Kid Creole and the Coconuts – I Wake Up Screaming

January 01, 1970

(Strut)

 

www.strut-records.com

 

“I put the reggae in the rock, the salsa in the pop, I put
Sinatra in the pot, stirred it up a lot, I put calypso on the map and put the
funk in your lap.” Kid Creole comes close to explaining his musical concept in
the song “Blow Me Up,” though one could quibble with the Sinatra reference, and
he doesn’t mention the jazz licks that pop up now and then. Still, the Kid has
creolized his own language from a combination of other sources. For more than
30 years, there has been nobody else out there that sounds like him.

 

Not that we’ve had much evidence these past 14 years, as I Wake Up Screaming is the first studio
recording for Kid Creole and the Coconuts since 1997’s The Conquest of You.
Fourteen albums in their first seventeen years, then the long lay-off. Of
course, you practically had to be a family member to find some of those
original albums. Though there were sporadic hits, the band was always bubbling
under the surface of hipster and mainstream success alike.
---------------
▶ [OBJECTIVE 1]
In the entries, rename "Toolkit" to "Library" from their first line through the line containing "[[424, 139, 437, 156]]", and give those lines again with nothing else changed.
The review and the entries come from unrelated sources.

▶ [DATA PROVIDED]
---------------
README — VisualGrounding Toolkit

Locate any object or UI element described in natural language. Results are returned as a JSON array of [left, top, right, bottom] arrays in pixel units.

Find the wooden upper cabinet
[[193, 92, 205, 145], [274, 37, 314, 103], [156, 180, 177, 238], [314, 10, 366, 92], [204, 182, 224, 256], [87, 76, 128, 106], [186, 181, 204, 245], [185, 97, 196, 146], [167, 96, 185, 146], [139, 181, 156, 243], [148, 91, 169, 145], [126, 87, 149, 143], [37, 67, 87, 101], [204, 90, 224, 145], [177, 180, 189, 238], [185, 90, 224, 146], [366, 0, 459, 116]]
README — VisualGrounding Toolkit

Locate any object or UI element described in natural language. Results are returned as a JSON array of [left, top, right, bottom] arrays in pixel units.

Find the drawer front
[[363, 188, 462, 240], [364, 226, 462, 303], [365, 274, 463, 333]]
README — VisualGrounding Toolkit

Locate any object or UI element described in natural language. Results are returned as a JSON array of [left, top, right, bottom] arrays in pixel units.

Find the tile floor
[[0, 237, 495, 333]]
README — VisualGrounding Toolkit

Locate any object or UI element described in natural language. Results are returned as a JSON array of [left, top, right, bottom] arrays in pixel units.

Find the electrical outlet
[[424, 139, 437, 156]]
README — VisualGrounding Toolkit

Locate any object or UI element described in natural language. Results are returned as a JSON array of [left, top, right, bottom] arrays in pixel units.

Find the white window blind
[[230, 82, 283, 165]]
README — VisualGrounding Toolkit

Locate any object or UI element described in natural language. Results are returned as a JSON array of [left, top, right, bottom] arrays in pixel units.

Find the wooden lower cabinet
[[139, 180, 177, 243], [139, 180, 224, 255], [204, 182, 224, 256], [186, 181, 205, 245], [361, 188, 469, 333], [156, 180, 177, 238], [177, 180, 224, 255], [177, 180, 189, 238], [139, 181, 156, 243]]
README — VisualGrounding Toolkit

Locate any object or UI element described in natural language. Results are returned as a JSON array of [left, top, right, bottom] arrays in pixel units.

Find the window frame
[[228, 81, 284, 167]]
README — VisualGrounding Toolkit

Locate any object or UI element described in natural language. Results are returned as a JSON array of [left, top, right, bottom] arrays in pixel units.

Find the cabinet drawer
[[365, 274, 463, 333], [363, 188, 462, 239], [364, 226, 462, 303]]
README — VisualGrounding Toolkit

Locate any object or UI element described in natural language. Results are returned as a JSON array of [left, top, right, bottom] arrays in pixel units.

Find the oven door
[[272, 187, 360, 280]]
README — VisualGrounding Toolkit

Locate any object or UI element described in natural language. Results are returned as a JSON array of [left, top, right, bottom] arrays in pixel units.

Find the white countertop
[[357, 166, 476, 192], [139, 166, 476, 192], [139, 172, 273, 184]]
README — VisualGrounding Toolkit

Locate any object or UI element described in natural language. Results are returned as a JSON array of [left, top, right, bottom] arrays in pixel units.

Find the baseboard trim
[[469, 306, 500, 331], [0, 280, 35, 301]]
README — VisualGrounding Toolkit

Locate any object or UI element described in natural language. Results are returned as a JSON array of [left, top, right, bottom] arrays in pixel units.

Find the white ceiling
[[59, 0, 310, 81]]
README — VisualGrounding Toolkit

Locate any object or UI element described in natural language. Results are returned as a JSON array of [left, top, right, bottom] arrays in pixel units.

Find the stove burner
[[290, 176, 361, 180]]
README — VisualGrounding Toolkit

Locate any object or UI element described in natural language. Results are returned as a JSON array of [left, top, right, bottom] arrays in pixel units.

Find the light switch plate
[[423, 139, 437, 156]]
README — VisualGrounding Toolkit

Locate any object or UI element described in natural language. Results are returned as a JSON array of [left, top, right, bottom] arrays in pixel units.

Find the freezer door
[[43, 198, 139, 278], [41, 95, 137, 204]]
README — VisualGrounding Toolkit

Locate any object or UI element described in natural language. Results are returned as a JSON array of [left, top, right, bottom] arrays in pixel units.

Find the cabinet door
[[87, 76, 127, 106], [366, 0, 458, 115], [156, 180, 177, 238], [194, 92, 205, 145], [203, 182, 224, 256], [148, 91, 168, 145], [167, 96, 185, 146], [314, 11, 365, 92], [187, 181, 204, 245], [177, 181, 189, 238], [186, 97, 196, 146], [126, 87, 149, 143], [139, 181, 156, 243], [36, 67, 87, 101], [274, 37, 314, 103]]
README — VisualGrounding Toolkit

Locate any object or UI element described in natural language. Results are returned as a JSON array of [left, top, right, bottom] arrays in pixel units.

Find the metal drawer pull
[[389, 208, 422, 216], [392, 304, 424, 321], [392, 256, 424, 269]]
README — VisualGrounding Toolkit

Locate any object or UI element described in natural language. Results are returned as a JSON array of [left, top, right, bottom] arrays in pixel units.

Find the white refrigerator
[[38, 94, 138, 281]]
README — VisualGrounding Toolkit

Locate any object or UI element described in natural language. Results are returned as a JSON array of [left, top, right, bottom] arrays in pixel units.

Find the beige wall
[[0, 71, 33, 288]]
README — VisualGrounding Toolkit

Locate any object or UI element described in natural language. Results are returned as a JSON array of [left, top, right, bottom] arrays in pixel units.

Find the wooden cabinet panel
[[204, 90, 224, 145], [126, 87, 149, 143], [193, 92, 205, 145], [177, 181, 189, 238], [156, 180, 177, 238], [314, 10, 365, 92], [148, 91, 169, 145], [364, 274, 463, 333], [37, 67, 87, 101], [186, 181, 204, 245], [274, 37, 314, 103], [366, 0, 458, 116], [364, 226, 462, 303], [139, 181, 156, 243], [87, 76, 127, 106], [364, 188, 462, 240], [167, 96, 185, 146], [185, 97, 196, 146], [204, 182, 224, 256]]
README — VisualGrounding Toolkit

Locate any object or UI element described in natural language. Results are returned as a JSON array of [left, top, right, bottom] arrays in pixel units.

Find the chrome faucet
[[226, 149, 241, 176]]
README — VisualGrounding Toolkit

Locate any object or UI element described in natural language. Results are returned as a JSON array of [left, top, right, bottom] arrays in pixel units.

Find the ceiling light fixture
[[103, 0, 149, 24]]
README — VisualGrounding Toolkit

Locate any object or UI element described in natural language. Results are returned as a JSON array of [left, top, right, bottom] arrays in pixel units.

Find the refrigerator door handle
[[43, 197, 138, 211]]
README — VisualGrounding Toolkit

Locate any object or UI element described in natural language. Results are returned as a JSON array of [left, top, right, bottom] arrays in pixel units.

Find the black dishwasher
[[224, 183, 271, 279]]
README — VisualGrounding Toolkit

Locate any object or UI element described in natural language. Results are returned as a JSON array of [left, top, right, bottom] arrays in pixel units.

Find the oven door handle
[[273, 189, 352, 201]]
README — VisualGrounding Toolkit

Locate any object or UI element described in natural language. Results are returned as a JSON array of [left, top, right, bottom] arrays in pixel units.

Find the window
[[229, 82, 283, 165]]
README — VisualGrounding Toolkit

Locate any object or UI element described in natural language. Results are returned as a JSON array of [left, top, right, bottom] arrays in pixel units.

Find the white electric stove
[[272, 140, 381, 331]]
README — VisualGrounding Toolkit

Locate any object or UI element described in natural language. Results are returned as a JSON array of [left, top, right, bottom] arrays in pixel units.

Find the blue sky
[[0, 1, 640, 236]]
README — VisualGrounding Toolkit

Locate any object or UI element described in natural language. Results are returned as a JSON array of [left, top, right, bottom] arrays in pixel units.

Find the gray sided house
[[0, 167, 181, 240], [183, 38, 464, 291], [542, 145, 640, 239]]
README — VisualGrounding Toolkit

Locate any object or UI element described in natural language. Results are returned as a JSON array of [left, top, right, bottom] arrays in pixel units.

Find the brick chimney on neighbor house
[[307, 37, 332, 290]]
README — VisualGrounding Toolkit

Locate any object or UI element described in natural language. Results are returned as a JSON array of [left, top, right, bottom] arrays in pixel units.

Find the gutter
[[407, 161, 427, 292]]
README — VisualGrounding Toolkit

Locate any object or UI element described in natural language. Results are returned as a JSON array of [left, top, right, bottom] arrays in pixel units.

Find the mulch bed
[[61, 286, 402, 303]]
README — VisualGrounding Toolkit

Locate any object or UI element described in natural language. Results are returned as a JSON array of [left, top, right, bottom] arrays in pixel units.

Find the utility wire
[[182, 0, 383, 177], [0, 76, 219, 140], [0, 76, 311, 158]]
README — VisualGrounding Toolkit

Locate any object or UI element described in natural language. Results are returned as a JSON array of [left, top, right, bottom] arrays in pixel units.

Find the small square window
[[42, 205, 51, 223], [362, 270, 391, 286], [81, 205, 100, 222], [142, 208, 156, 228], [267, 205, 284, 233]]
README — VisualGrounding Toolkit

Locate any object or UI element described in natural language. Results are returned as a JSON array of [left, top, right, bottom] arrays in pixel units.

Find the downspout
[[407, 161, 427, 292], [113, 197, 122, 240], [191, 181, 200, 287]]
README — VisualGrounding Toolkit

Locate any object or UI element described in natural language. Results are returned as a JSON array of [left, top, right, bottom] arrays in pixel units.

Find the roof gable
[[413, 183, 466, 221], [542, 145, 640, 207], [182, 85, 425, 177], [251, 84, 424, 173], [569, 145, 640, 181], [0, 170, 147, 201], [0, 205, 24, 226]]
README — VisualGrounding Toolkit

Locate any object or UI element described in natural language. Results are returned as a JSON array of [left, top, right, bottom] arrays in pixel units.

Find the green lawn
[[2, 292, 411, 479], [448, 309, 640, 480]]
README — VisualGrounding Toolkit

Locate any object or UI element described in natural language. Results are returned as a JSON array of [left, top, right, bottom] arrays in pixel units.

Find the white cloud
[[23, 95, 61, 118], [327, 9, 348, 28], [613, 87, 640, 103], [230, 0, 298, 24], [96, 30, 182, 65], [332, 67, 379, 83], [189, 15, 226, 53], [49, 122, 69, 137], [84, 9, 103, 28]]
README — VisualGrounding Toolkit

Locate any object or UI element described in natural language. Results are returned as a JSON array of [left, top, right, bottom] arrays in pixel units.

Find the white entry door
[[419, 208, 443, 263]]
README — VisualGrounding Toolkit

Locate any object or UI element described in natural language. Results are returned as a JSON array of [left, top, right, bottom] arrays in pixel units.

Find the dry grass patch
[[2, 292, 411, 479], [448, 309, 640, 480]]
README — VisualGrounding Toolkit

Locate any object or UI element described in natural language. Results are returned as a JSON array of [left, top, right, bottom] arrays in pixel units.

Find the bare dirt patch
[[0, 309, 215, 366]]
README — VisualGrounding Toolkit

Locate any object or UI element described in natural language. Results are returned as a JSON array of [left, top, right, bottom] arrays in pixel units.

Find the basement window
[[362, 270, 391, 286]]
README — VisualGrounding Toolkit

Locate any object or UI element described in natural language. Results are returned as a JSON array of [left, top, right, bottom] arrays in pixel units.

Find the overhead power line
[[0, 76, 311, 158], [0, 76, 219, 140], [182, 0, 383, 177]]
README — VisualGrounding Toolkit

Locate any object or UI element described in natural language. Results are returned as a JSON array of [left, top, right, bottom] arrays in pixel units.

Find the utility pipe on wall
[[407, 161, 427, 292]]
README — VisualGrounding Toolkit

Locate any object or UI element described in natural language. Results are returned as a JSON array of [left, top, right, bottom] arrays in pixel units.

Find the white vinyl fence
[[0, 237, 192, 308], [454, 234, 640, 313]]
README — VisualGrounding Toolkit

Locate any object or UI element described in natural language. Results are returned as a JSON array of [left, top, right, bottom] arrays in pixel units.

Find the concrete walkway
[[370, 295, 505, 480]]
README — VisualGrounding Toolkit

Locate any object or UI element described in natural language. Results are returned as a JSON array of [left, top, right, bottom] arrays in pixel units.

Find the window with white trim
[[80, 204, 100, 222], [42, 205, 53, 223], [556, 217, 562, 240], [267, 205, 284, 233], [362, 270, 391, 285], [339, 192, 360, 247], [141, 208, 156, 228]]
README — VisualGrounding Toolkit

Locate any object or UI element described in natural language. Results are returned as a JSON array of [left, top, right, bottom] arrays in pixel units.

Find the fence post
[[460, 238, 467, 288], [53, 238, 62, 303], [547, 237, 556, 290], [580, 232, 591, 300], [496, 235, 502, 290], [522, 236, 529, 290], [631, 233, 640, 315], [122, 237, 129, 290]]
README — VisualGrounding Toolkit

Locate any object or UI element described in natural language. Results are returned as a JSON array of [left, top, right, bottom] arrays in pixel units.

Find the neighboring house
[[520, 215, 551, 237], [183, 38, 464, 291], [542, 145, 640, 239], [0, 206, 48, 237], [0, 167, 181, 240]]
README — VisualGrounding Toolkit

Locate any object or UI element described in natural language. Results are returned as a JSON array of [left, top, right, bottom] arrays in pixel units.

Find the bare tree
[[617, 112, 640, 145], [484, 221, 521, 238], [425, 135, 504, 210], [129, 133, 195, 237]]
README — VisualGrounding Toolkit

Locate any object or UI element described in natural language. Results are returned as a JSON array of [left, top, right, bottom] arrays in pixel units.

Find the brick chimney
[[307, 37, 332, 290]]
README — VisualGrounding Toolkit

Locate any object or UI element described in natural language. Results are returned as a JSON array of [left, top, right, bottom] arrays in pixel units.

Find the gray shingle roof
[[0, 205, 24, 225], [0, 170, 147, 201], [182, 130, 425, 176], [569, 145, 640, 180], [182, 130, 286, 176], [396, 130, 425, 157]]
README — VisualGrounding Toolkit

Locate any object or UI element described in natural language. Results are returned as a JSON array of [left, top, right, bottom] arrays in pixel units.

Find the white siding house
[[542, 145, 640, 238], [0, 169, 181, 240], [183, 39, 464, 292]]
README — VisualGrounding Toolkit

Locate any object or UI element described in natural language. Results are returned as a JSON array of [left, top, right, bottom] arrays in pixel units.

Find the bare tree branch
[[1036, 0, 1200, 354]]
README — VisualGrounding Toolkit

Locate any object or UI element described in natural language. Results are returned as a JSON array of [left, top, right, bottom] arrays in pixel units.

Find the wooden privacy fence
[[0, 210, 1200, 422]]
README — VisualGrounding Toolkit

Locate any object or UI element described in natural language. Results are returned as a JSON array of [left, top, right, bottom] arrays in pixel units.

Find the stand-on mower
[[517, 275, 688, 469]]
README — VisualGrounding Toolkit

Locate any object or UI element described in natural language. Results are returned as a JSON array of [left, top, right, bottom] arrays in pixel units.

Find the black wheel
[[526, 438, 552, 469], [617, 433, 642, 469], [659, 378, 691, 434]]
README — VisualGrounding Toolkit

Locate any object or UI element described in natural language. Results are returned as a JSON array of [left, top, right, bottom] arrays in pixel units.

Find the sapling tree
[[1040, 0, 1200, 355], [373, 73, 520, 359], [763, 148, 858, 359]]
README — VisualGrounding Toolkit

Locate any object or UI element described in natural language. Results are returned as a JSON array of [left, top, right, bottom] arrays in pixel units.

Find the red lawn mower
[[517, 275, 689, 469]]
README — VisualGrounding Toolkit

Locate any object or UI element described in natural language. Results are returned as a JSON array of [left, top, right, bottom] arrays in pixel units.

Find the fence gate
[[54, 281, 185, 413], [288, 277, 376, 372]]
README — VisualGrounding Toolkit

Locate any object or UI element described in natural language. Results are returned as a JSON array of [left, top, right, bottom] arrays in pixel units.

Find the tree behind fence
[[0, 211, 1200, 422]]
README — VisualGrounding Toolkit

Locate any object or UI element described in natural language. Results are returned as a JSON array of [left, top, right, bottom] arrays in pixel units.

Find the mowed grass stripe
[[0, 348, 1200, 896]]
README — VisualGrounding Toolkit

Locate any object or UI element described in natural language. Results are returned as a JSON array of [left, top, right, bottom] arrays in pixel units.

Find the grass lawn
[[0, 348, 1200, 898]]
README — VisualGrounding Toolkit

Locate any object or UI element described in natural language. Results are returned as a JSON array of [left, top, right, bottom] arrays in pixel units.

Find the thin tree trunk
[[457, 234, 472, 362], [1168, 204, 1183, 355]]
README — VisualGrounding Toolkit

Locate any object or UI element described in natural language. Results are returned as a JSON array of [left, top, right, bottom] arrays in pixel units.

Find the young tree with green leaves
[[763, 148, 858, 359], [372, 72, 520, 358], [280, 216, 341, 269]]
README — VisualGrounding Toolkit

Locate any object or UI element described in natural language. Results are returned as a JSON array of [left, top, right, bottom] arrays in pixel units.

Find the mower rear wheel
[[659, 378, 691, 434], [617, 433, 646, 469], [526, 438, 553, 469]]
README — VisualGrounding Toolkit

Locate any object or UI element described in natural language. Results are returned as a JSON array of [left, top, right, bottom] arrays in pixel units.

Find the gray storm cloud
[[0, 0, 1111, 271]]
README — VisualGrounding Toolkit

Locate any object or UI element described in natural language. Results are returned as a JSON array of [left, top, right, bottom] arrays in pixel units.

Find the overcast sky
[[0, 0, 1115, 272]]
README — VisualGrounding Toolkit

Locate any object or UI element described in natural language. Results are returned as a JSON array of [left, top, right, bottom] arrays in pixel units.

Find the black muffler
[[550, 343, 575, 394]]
---------------
▶ [OBJECTIVE 2]
Retype word for word the part of the Kid Creole review that starts with "Fourteen albums in" and ends with "mainstream success alike.".

▶ [WRITTEN SOLUTION 1]
README — VisualGrounding Library

Locate any object or UI element described in natural language. Results are returned as a JSON array of [left, top, right, bottom] arrays in pixel units.

Find the wooden upper cabinet
[[193, 92, 205, 145], [274, 37, 314, 103], [156, 180, 177, 238], [314, 10, 366, 92], [204, 182, 224, 256], [87, 76, 128, 106], [186, 181, 204, 245], [185, 97, 196, 146], [167, 96, 185, 146], [139, 181, 156, 243], [148, 91, 169, 145], [126, 87, 149, 143], [37, 67, 87, 101], [204, 90, 224, 145], [177, 180, 189, 238], [185, 90, 224, 146], [366, 0, 459, 116]]
README — VisualGrounding Library

Locate any object or UI element described in natural language. Results are returned as a JSON array of [left, top, right, bottom] arrays in pixel units.

Find the drawer front
[[363, 188, 462, 240], [364, 226, 462, 303], [365, 274, 463, 333]]
README — VisualGrounding Library

Locate any object or UI element described in natural language. Results are returned as a JSON array of [left, top, right, bottom] arrays in pixel units.

Find the tile floor
[[0, 237, 495, 333]]
README — VisualGrounding Library

Locate any object or UI element described in natural language. Results are returned as a JSON array of [left, top, right, bottom] arrays in pixel units.

Find the electrical outlet
[[424, 139, 437, 156]]

▶ [WRITTEN SOLUTION 2]
Fourteen albums in their first seventeen years, then the long lay-off. Of
course, you practically had to be a family member to find some of those
original albums. Though there were sporadic hits, the band was always bubbling
under the surface of hipster and mainstream success alike.